READING PASSAGE
=======

Christina Larner (22 September 1933  27 April 1983) was a British historian with pioneering studies about European witchcraft and a Professor of Sociology at the University of Glasgow. She was an expert on the history of witchcraft in Scotland.

Early life and education 
Christina Larner was born in London, the daughter of Helen Margaret Wallace and John MacDonald Ross, senior civil servant, who both went to university. After attending South Hampstead High School for Girls (London), she matriculated and graduated with first class honours in Modern History in 1957 at the University of Edinburgh. She was awarded a PhD at the University of Edinburgh for her thesis 'Continental Influences on Scottish Demonology, 1560–1700’ in 1962.

=======

THE TASKS
1. Name every school or university mentioned in the Christina Larner biography.
2. Reproduce the part of the Christina Larner biography between "Early life and" and "1560–1700’ in 1962.", inclusive.
The data below comes from a different source than the biography.

[A block of data]
=======

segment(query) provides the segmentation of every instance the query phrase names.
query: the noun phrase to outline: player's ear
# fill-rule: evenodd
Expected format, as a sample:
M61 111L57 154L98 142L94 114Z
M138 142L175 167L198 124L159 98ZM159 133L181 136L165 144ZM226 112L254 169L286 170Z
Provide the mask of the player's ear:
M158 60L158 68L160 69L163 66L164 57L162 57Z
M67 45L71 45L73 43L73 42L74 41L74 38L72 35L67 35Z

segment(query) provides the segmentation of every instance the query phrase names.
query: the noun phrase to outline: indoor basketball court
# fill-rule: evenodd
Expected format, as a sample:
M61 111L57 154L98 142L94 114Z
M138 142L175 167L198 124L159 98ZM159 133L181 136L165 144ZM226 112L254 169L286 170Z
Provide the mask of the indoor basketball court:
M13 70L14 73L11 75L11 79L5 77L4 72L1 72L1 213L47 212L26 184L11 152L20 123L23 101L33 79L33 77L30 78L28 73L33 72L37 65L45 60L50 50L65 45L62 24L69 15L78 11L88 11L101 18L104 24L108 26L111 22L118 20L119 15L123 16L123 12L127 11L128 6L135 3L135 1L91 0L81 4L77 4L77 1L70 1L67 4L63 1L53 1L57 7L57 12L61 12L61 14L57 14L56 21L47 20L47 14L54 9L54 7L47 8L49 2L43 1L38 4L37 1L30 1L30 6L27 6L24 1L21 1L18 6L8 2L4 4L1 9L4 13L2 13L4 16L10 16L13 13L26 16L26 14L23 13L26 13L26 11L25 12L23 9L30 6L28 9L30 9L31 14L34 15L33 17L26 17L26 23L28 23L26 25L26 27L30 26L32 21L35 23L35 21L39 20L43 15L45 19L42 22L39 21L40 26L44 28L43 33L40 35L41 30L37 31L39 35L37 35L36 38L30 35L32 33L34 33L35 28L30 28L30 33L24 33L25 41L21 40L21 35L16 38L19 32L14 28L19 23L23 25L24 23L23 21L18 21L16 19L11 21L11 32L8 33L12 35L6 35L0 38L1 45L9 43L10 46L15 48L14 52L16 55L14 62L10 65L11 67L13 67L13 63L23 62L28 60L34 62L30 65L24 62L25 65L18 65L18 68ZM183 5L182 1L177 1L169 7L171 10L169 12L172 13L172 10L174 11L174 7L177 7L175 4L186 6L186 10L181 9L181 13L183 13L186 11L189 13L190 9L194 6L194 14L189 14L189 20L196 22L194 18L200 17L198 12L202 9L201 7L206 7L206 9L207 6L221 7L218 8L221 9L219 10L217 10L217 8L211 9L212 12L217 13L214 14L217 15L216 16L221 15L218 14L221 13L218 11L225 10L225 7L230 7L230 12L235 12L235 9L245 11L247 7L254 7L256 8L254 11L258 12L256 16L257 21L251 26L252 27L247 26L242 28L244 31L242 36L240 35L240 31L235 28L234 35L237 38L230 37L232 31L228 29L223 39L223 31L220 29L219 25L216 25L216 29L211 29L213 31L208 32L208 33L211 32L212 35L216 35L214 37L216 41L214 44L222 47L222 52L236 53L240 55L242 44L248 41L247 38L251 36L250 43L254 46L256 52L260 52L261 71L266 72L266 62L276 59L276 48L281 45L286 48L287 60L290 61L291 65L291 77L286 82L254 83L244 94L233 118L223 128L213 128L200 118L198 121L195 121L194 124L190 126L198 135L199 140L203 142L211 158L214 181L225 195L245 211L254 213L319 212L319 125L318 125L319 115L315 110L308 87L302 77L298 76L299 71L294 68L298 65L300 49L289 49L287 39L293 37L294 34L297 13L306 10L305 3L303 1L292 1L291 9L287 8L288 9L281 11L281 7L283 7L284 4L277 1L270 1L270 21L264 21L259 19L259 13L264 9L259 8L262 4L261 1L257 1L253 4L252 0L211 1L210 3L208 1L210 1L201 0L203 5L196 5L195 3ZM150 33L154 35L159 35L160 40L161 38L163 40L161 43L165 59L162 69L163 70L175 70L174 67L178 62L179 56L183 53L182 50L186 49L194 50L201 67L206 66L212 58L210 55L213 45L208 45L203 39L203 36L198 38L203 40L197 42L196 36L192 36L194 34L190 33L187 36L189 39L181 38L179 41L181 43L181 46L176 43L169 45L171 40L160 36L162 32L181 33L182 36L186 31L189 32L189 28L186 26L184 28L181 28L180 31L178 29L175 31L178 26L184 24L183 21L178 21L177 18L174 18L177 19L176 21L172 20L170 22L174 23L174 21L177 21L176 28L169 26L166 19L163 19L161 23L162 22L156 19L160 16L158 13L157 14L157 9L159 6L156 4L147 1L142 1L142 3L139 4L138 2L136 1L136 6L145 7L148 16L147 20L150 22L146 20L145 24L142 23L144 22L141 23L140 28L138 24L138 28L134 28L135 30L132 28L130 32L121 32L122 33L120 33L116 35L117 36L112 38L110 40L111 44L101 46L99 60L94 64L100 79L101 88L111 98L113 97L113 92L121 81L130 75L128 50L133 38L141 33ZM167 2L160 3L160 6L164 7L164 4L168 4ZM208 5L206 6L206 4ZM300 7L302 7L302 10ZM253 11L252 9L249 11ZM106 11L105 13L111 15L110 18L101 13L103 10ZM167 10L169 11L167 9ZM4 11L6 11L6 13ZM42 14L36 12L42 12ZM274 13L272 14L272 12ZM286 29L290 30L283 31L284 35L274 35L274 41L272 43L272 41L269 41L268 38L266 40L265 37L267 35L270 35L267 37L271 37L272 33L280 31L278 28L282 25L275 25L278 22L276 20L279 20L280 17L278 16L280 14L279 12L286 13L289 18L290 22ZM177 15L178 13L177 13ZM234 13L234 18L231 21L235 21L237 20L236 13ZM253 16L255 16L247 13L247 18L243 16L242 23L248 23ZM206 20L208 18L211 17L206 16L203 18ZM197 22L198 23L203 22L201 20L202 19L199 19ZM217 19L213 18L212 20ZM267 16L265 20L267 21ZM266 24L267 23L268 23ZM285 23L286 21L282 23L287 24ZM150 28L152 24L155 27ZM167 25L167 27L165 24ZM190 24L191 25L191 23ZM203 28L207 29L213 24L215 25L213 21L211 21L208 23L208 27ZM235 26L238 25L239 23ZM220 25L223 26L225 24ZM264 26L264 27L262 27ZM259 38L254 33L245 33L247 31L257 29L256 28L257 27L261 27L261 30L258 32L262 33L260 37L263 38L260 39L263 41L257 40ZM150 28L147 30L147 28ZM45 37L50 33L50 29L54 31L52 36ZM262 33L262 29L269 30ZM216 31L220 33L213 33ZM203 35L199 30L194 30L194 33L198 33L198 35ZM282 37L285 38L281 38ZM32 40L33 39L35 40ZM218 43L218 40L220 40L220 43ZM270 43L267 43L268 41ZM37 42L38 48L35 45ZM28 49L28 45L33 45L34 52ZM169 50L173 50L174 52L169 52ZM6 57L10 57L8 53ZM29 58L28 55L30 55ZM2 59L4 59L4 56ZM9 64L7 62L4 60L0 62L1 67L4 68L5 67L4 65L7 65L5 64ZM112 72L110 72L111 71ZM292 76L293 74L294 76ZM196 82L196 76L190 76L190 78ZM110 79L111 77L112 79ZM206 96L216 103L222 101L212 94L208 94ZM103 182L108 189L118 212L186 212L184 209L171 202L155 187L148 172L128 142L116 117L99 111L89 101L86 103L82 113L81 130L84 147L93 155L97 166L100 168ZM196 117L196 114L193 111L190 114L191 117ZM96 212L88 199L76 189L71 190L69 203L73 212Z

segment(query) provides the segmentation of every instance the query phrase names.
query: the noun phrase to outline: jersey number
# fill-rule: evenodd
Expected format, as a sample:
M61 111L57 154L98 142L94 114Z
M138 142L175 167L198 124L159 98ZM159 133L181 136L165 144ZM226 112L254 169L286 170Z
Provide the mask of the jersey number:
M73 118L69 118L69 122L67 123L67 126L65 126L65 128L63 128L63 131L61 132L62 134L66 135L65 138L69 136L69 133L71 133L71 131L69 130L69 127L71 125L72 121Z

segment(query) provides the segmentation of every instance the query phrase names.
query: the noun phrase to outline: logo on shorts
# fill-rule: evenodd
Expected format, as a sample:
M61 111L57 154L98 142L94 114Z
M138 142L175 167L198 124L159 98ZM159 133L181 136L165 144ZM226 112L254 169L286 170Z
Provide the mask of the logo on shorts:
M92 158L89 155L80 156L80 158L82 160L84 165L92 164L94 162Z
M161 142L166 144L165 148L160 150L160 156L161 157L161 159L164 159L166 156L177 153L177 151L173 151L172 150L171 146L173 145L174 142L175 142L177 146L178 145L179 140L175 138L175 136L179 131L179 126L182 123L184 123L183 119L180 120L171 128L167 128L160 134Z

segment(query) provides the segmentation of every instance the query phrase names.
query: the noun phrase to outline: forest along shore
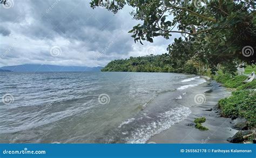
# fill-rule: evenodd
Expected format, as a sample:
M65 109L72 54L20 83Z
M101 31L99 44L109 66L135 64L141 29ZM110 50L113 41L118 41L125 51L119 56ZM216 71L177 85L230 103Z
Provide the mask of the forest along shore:
M147 143L229 143L227 140L230 140L241 129L235 128L235 125L245 121L244 119L239 117L229 118L221 116L221 110L218 107L218 101L221 98L230 96L231 91L211 80L208 80L207 83L200 86L201 88L194 89L195 91L205 90L204 93L200 92L205 96L205 102L201 105L191 106L184 101L193 99L194 94L187 93L183 97L191 98L178 101L184 106L190 107L191 114L184 121L152 136ZM202 130L195 128L195 119L201 117L206 118L206 121L202 124L208 130Z

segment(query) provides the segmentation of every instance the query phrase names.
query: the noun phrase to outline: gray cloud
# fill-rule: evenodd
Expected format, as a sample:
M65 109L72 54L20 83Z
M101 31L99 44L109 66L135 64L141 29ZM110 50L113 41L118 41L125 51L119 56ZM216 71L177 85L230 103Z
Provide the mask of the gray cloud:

=======

SOLUTIONS BY TASK
1. University of Glasgow, South Hampstead High School for Girls, University of Edinburgh

2.
Early life and education 
Christina Larner was born in London, the daughter of Helen Margaret Wallace and John MacDonald Ross, senior civil servant, who both went to university. After attending South Hampstead High School for Girls (London), she matriculated and graduated with first class honours in Modern History in 1957 at the University of Edinburgh. She was awarded a PhD at the University of Edinburgh for her thesis 'Continental Influences on Scottish Demonology, 1560–1700’ in 1962.